Stated exercise => Show each line of the entries below that contains the word "toddler", copying the whole line. Case counts, so only that exact capitalization matches.

Available data =>
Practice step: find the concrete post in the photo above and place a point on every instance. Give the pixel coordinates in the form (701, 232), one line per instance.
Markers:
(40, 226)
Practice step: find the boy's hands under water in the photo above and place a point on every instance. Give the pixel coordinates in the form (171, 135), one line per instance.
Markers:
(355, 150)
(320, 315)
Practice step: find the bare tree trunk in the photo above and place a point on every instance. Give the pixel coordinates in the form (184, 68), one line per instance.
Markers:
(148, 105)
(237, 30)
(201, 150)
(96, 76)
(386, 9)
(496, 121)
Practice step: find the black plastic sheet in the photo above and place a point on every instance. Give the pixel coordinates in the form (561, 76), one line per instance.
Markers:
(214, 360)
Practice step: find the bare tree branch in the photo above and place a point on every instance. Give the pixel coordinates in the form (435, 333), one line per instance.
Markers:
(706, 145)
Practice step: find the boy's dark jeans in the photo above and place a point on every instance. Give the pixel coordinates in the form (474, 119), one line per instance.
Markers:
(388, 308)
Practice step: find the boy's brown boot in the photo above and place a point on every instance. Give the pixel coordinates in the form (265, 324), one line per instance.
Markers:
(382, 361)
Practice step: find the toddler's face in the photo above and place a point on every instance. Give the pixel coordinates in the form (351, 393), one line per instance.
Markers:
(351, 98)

--

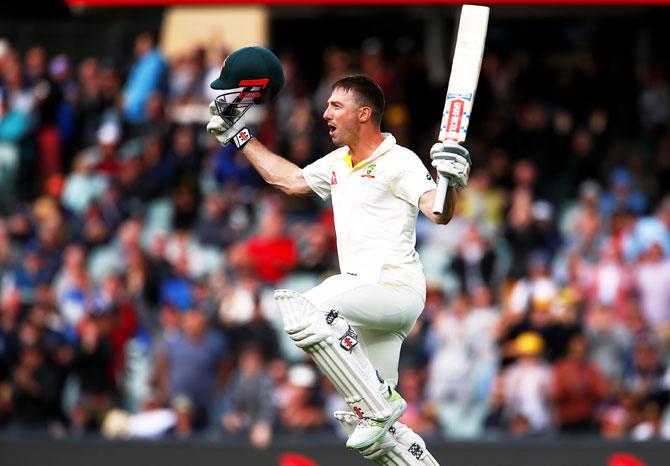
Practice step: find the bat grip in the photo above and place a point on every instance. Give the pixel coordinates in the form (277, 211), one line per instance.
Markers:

* * *

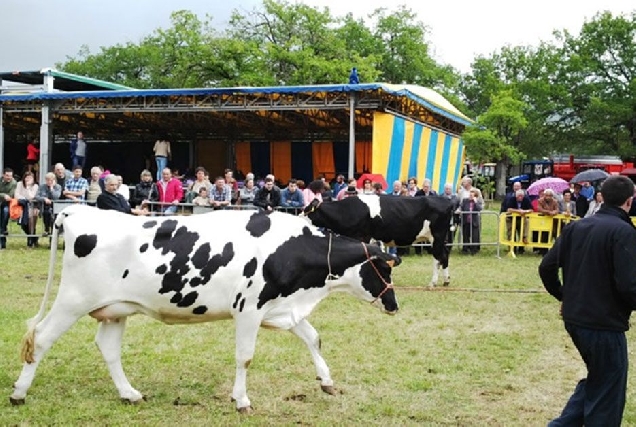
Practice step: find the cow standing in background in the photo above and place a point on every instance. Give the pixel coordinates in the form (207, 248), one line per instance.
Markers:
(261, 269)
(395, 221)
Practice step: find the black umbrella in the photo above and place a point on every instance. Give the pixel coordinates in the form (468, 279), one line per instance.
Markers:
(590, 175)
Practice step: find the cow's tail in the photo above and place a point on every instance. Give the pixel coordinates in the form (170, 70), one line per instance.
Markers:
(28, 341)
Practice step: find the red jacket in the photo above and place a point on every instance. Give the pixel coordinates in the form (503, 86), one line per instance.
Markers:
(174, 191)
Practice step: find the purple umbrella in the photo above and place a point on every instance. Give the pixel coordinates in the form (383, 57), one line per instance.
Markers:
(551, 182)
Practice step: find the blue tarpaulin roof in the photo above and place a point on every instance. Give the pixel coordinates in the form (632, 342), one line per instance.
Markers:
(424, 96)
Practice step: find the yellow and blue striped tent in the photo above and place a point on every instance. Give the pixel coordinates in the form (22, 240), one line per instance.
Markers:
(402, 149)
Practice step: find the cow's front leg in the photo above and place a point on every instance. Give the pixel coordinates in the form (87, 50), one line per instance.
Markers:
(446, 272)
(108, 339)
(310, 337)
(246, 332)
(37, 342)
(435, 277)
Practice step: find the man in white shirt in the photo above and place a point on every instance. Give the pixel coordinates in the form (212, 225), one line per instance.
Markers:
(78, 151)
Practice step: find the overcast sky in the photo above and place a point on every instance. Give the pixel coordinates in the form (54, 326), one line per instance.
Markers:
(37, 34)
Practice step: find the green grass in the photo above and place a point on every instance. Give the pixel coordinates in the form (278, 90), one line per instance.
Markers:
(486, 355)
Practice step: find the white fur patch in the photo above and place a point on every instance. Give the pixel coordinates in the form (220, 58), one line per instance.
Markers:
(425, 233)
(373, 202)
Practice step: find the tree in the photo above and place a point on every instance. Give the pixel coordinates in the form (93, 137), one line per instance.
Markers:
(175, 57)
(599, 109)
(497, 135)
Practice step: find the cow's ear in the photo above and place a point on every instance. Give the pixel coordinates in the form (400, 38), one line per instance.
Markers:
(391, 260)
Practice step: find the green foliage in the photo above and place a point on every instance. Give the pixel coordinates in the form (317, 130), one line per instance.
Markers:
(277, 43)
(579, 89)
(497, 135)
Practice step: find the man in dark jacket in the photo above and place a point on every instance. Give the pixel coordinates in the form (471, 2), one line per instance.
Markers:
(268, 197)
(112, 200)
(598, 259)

Final result =>
Practice step: find the toddler's face in the photo above and place a point on every instance. Give the pixel coordinates in the form (351, 393), one line per instance.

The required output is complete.